Extracted text.
Later curators, then, and especially my esteemed colleague Wen Fong, had to build up the Met’s collection of Song-Yuan paintings from other sources; and the principal source on which he depended, wisely, was C. C. Wang. Wen Fong managed to arrange for the purchase of two large groups of paintings from Wang--one of them shortly before he joined me and others on the month-long trip in 1977 of the Old Chinese Painting Delegation to China, which I led as Chairman, and which included several other scholars who had criticized Wen Fong’s group purchase from C. C. Wang, so that there was still some tension in the air as we made our way around China. My own view, then and now, was that although my own choices from Wang’s holdings might have been somewhat different, the purchase was on the whole a wise one. And another group, purchased from C. C. Wang in the late 1990s by Wen Fong’s brother-in-law Oscar Tang for eventual gift to the Met, was also on the whole a wise one. (I will discuss below the single inclusion, in my opinion, of a painting that should not be there, the landscape titled “Riverbank.”)
The Metropolitan Museum of Art’s collection of old Chinese paintings was also greatly augmented by their acquisition in 1981, partly as a gift, partly by purchase, of paintings from the private collection of John M. Crawford Jr. As noted above, Crawford had sold a single Song painting, the great “Red Cliff” handscroll by Qiao Zhongchang, to the Nelson-Atkins Museum in Kansas City, as a tribute to his long friendship with Laurence Sickman--the two often traveled together, and this was a painting that Sickman especially coveted for his museum. It is included in the present exhibition. But the remaining Crawford paintings that went to the Met, including an important handscroll ascribed to Guo Xi and an album of Song-period paintings (two of which are the present exhibition--one by Liang Kai, the other attributed to Ma Yuan), greatly enhanced the Met’s holdings of early Chinese paintings. Nearly all the Song and earlier Chinese paintings owned by the Metropolitan are included in Wen Fong’s excellent 1992 picture-catalog Beyond Representation: Chinese Painting and Calligraphy, 8th-14th Century.

Entries provided.
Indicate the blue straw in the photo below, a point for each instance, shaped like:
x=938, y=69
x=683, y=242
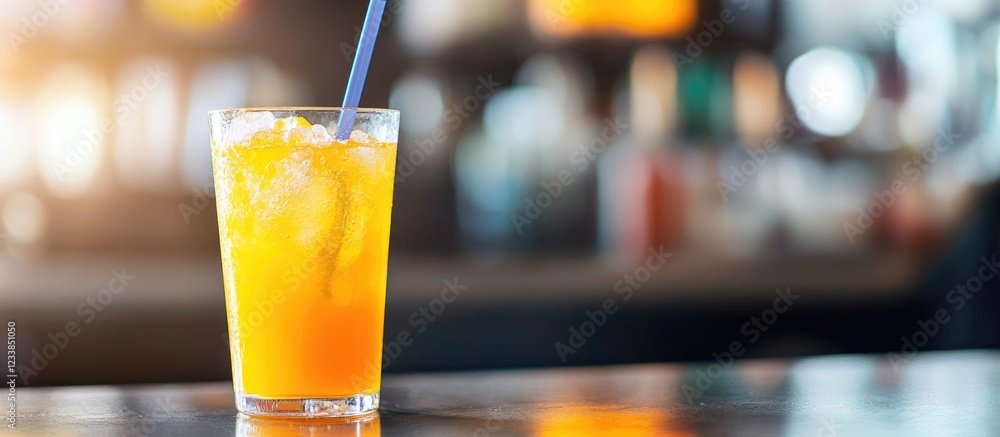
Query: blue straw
x=362, y=59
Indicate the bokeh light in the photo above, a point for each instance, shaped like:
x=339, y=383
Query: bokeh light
x=636, y=18
x=71, y=106
x=827, y=88
x=24, y=218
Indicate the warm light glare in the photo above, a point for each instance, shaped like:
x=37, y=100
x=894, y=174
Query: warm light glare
x=193, y=14
x=15, y=151
x=147, y=140
x=216, y=85
x=637, y=18
x=580, y=420
x=24, y=218
x=71, y=109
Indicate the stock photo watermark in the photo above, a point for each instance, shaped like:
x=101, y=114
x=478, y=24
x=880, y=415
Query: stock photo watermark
x=32, y=24
x=883, y=200
x=11, y=375
x=123, y=107
x=454, y=117
x=626, y=288
x=702, y=40
x=420, y=319
x=87, y=311
x=959, y=296
x=579, y=161
x=752, y=331
x=785, y=128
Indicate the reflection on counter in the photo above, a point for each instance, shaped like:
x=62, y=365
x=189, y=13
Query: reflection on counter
x=368, y=426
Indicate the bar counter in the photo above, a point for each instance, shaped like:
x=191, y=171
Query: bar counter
x=905, y=394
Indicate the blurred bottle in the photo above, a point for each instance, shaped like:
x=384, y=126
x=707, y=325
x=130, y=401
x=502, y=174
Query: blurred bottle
x=643, y=201
x=570, y=140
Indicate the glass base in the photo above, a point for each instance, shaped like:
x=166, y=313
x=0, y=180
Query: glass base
x=319, y=407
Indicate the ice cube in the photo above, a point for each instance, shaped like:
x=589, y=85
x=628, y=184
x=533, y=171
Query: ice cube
x=359, y=136
x=244, y=125
x=321, y=135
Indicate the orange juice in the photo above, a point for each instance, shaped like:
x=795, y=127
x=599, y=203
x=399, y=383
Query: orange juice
x=304, y=231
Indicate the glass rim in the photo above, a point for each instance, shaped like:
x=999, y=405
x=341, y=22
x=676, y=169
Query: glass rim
x=302, y=109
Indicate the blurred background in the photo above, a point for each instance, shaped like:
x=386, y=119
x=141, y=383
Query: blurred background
x=844, y=151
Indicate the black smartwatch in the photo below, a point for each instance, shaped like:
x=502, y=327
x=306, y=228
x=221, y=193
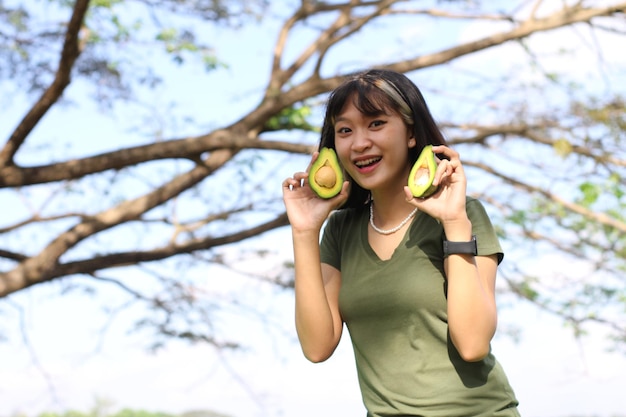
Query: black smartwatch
x=469, y=248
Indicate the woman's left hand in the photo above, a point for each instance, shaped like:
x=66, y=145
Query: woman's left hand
x=448, y=204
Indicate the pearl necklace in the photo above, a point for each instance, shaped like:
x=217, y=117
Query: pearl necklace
x=394, y=229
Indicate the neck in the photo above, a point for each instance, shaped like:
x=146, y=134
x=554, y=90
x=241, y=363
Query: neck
x=390, y=209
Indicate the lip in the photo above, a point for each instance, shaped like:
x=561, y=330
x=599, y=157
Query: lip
x=368, y=168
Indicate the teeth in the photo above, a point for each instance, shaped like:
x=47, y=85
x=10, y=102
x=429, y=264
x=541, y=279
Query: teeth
x=366, y=162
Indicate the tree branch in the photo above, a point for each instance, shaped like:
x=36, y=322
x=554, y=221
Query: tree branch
x=71, y=51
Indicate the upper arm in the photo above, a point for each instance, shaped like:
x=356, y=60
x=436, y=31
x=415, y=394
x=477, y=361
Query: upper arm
x=332, y=285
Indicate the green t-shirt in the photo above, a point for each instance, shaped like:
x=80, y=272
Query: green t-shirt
x=395, y=311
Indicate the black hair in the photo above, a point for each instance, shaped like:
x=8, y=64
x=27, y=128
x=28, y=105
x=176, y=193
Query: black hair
x=374, y=92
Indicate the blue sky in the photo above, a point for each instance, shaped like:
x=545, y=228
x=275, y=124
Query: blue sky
x=553, y=374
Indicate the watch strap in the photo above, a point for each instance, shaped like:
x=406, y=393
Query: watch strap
x=469, y=248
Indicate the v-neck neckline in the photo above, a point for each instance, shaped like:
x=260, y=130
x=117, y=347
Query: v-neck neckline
x=368, y=247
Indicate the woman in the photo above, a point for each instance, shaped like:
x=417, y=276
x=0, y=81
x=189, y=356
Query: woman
x=420, y=318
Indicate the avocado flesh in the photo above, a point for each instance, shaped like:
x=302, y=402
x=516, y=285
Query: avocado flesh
x=325, y=176
x=423, y=173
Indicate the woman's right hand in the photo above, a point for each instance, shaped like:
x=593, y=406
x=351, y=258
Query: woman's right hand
x=307, y=211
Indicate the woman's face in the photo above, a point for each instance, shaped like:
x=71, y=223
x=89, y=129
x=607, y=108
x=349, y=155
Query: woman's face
x=373, y=149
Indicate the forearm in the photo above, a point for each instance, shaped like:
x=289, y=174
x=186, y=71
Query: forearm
x=472, y=315
x=318, y=329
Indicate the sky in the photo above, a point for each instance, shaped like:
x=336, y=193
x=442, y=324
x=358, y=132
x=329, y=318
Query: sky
x=58, y=357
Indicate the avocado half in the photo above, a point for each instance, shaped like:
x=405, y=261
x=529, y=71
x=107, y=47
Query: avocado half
x=423, y=173
x=325, y=175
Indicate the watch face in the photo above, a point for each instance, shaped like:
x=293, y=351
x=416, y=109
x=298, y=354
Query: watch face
x=470, y=247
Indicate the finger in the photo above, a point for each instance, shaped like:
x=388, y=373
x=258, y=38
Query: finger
x=313, y=158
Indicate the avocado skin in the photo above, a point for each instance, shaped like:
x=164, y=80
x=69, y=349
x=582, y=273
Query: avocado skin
x=330, y=186
x=425, y=161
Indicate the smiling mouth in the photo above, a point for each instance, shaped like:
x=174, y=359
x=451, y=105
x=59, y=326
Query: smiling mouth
x=367, y=162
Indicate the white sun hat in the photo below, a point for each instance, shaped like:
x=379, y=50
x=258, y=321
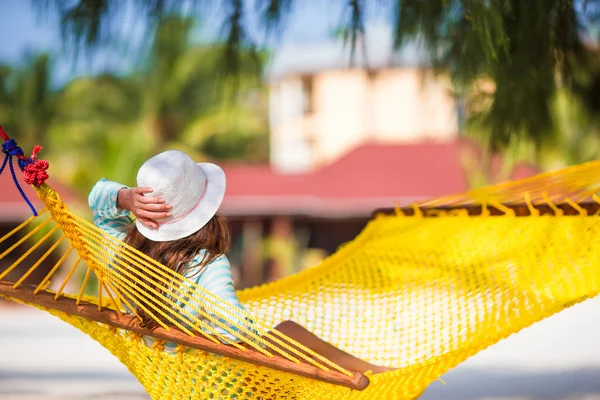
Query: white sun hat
x=195, y=191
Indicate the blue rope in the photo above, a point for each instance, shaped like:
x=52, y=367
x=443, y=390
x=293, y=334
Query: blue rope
x=11, y=149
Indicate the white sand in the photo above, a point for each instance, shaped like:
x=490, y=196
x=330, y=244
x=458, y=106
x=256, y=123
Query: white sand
x=559, y=358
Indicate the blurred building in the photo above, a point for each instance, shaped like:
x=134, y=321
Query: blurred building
x=345, y=140
x=321, y=106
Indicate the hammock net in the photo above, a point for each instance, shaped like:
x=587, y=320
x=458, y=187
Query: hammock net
x=420, y=289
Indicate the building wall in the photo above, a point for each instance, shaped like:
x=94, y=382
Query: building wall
x=315, y=119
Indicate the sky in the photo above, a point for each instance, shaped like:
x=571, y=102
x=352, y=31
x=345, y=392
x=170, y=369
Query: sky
x=26, y=33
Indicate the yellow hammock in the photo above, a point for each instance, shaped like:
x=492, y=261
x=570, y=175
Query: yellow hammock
x=420, y=289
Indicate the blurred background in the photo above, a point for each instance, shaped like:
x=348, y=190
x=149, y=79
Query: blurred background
x=319, y=112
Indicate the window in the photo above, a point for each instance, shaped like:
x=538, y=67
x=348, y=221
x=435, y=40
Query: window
x=307, y=95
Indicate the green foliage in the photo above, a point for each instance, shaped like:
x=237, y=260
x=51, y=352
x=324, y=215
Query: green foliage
x=530, y=49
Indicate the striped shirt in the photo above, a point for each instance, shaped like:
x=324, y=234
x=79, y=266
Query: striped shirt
x=215, y=277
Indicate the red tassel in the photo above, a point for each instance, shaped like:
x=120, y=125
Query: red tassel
x=36, y=149
x=35, y=173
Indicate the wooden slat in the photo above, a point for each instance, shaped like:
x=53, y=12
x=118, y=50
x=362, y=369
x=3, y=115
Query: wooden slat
x=90, y=312
x=521, y=210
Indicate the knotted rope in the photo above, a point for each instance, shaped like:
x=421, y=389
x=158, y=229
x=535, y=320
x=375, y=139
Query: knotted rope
x=34, y=170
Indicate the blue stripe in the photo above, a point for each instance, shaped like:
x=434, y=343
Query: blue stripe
x=215, y=278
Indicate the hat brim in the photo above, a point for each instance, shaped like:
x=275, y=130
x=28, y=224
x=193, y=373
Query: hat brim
x=199, y=216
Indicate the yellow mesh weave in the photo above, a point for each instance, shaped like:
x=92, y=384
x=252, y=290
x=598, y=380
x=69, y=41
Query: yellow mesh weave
x=421, y=294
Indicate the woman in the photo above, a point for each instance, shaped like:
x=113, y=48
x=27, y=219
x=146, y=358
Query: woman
x=175, y=204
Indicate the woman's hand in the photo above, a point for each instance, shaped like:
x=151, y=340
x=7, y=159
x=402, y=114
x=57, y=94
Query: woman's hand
x=145, y=208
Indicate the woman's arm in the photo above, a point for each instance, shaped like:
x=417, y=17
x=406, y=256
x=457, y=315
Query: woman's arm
x=111, y=204
x=108, y=216
x=217, y=279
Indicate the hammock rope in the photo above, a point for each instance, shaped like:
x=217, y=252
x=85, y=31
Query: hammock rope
x=422, y=289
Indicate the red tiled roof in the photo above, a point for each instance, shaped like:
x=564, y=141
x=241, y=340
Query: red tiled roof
x=12, y=205
x=366, y=178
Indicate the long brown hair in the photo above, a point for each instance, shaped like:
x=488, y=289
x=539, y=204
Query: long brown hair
x=179, y=255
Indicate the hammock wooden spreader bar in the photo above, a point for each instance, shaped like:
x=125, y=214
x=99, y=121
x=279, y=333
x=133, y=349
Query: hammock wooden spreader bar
x=421, y=289
x=110, y=317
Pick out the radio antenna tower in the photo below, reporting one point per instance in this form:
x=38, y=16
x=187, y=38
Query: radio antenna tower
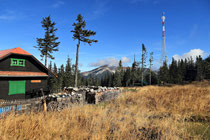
x=163, y=50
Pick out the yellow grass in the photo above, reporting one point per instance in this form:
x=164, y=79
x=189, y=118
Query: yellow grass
x=139, y=113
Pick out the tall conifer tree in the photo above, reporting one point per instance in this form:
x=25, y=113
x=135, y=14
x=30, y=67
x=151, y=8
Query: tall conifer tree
x=48, y=44
x=81, y=35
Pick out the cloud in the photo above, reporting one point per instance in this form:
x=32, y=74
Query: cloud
x=137, y=1
x=192, y=53
x=193, y=31
x=100, y=8
x=111, y=61
x=8, y=15
x=58, y=3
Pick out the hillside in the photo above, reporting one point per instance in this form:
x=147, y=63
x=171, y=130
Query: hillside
x=152, y=112
x=103, y=70
x=100, y=71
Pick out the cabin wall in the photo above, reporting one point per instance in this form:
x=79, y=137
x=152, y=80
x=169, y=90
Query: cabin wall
x=29, y=88
x=30, y=64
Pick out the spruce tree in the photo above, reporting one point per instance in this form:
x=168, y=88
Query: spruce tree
x=143, y=63
x=81, y=35
x=207, y=67
x=48, y=44
x=54, y=80
x=173, y=72
x=163, y=73
x=150, y=68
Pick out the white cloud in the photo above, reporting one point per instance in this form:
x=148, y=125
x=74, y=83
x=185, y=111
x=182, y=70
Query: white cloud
x=193, y=32
x=8, y=15
x=192, y=53
x=57, y=4
x=111, y=61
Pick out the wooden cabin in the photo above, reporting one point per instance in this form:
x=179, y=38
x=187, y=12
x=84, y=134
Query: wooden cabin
x=21, y=75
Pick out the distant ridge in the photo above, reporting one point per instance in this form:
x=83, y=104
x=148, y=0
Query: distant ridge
x=100, y=71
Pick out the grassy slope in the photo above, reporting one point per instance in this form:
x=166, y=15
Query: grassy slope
x=150, y=112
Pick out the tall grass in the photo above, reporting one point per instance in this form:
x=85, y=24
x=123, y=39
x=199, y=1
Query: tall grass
x=152, y=112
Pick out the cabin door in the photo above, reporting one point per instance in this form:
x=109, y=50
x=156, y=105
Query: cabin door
x=17, y=87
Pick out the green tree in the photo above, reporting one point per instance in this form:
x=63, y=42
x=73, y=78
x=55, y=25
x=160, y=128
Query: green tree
x=173, y=71
x=68, y=76
x=207, y=67
x=127, y=77
x=82, y=35
x=48, y=44
x=164, y=73
x=150, y=67
x=61, y=78
x=200, y=68
x=53, y=82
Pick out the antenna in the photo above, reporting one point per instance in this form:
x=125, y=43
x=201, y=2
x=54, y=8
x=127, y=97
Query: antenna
x=163, y=50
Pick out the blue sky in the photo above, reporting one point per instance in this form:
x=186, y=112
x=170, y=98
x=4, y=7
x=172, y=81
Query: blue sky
x=121, y=26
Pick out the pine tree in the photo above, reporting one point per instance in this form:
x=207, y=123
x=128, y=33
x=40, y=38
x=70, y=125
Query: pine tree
x=173, y=71
x=207, y=67
x=163, y=73
x=200, y=68
x=60, y=78
x=48, y=44
x=54, y=81
x=82, y=35
x=127, y=77
x=143, y=63
x=68, y=77
x=50, y=66
x=181, y=71
x=150, y=67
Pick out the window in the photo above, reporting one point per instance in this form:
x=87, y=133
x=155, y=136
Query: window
x=17, y=62
x=17, y=87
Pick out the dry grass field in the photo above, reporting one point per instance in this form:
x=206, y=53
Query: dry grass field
x=151, y=112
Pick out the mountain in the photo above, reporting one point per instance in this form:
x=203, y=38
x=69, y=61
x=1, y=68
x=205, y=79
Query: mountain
x=100, y=71
x=103, y=70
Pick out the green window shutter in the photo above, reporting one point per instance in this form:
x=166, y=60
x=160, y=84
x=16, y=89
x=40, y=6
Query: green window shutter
x=17, y=62
x=17, y=87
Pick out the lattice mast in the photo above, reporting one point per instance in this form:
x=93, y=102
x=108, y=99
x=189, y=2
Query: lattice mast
x=163, y=50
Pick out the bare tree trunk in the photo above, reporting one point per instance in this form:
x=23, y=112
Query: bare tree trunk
x=76, y=67
x=142, y=68
x=150, y=76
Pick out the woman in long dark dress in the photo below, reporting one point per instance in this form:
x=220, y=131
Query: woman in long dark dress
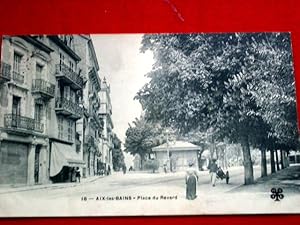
x=191, y=179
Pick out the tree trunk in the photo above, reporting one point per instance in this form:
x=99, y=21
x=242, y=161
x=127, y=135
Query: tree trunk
x=277, y=160
x=247, y=162
x=272, y=161
x=142, y=162
x=263, y=163
x=282, y=159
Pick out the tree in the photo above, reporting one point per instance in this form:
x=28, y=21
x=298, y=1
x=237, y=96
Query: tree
x=142, y=137
x=117, y=154
x=215, y=81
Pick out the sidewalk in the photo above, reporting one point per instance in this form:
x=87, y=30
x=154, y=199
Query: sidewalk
x=12, y=189
x=288, y=179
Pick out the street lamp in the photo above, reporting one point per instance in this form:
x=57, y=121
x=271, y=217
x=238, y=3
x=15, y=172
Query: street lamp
x=168, y=154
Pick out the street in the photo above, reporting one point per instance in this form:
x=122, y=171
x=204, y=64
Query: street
x=147, y=194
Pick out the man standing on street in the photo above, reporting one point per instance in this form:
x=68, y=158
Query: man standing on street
x=213, y=172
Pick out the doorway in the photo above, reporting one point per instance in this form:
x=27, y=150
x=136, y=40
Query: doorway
x=37, y=164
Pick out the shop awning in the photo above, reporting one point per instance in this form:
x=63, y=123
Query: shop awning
x=64, y=155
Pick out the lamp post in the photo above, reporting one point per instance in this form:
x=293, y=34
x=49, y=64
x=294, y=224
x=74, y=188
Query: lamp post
x=168, y=154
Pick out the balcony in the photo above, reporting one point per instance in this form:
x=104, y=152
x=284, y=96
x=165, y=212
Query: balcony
x=5, y=74
x=68, y=108
x=43, y=88
x=18, y=78
x=68, y=76
x=22, y=124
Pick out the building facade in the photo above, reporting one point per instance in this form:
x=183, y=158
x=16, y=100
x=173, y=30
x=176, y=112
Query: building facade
x=90, y=127
x=106, y=115
x=50, y=120
x=27, y=90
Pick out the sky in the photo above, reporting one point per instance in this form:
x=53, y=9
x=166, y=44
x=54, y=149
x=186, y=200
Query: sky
x=124, y=67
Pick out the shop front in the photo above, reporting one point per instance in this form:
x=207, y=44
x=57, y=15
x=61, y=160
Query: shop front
x=13, y=162
x=64, y=161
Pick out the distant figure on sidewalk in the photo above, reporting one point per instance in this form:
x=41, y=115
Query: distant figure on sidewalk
x=191, y=179
x=124, y=168
x=108, y=170
x=77, y=174
x=213, y=168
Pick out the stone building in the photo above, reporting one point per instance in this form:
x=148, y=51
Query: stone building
x=27, y=90
x=90, y=127
x=106, y=115
x=40, y=90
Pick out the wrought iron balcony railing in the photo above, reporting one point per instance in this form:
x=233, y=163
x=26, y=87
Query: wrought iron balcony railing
x=17, y=77
x=23, y=123
x=69, y=76
x=68, y=107
x=43, y=87
x=5, y=73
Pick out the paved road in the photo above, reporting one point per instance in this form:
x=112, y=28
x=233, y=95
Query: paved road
x=135, y=193
x=139, y=184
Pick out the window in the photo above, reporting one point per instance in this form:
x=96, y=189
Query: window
x=66, y=92
x=60, y=123
x=16, y=106
x=72, y=95
x=39, y=71
x=70, y=130
x=17, y=63
x=38, y=112
x=61, y=59
x=71, y=65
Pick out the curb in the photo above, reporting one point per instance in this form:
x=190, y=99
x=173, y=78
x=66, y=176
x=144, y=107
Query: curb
x=51, y=186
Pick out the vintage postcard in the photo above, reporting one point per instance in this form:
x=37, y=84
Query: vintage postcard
x=148, y=124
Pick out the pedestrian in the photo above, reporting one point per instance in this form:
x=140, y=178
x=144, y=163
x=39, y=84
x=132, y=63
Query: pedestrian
x=108, y=170
x=191, y=179
x=77, y=174
x=124, y=168
x=213, y=168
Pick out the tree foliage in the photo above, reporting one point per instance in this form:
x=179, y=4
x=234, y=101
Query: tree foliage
x=117, y=153
x=239, y=85
x=142, y=136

Requirements.
1 - Do these statements agree with the passage on the Met's Chinese paintings? For each, answer yes or no and quote the words that decide it.
(a) Crawford sold the "Red Cliff" handscroll to the Nelson-Atkins Museum.
(b) The 1977 trip of the Old Chinese Painting Delegation lasted two weeks.
(c) Oscar Tang bought his group of paintings from C. C. Wang in the early 1990s.
2 - List every painter that the passage on the Met's Chinese paintings names as the maker or presumed maker of a painting.
3 - Pick up the passage on the Met's Chinese paintings after its last sentence and carry it on.
The lines come from a separate source.

Solved tasks.
1 -
(a) Yes: "Crawford had sold a single Song painting, the great “Red Cliff” handscroll by Qiao Zhongchang, to the Nelson-Atkins Museum in Kansas City"
(b) No: "the month-long trip in 1977"
(c) No: "purchased from C. C. Wang in the late 1990s by Wen Fong’s brother-in-law Oscar Tang"

2 - Qiao Zhongchang, Guo Xi, Liang Kai, Ma Yuan

3 -
John Crawford was originally a collector of old manuscripts and fine printing, and a prominent member of the Grolier Club in New York (where his Chinese painting collection was first exhibited!). Completely un-knowledgeable about Chinese painting himself, he had depended on a remarkable dealer, now unjustly forgotten, named Joseph Umeo Seo, who had once been a member of the Yamanaka team in Japan and Beijing, and had an especially good eye for calligraphy. Nearly all the paintings came from a dangerous source: the artist/dealer/forger Zhang Daqian. That none of Zhang’s fakes and forgeries ended up among Crawford’s purchases (to my knowledge) is a tribute to the good eye of Seo. But for reasons I don’t understand, Seo came to be neglected, and received not even a mention, much less an invitation, at the 1985 symposium that celebrated the Met’s acquisition of the paintings. Crawford was, among his other weaknesses, a vindictive man, and he may well have dictated the absence of Seo to the organizers, because the two had reportedly had a falling-out of some kind. Reports are that Crawford was forced to sell his paintings to the Met, not his original choice, when he lost a great deal of money through being the victim, or mark, in a large-scale confidence game. That, if true, would also be typical of Crawford, who was the flabby (both physically and intellectually) son of a strong father who had made the family fortune as an inventor of oil-drilling equipment--a fortune that Crawford dissipated freely.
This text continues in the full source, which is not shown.